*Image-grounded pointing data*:
----------------

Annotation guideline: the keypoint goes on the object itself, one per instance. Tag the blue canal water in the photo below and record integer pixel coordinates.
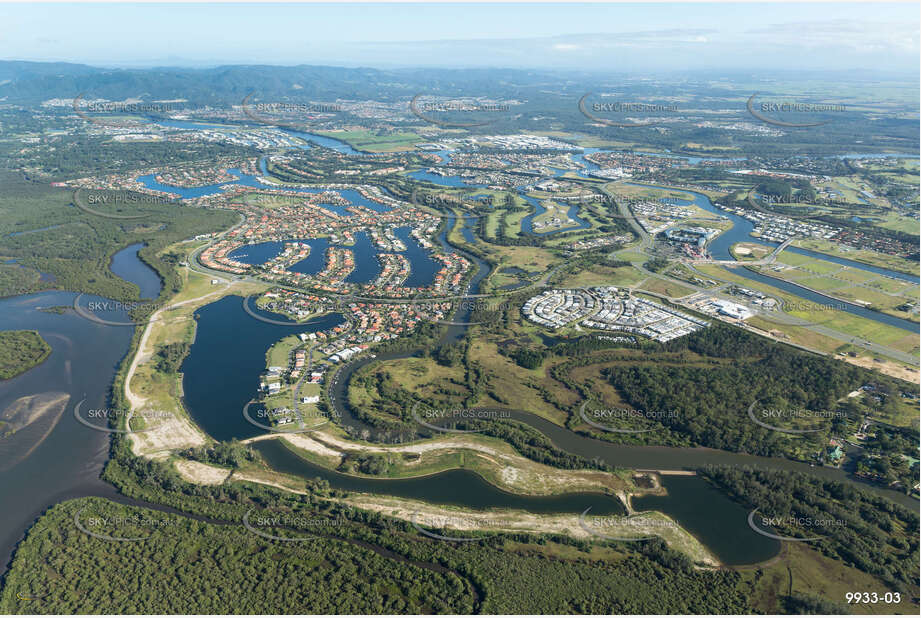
(423, 267)
(527, 222)
(741, 232)
(221, 373)
(127, 265)
(247, 180)
(444, 181)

----------------

*TASK PROMPT*: Could you copy out every record exactly, minus the pictures?

*SOLUTION TO THE EXERCISE*:
Annotation guideline: the keypoint goes on the object itself, one per instance. Tag the blue canal water in the photo below and record integer pixel coordinates.
(423, 267)
(527, 222)
(741, 232)
(221, 373)
(127, 265)
(247, 180)
(444, 181)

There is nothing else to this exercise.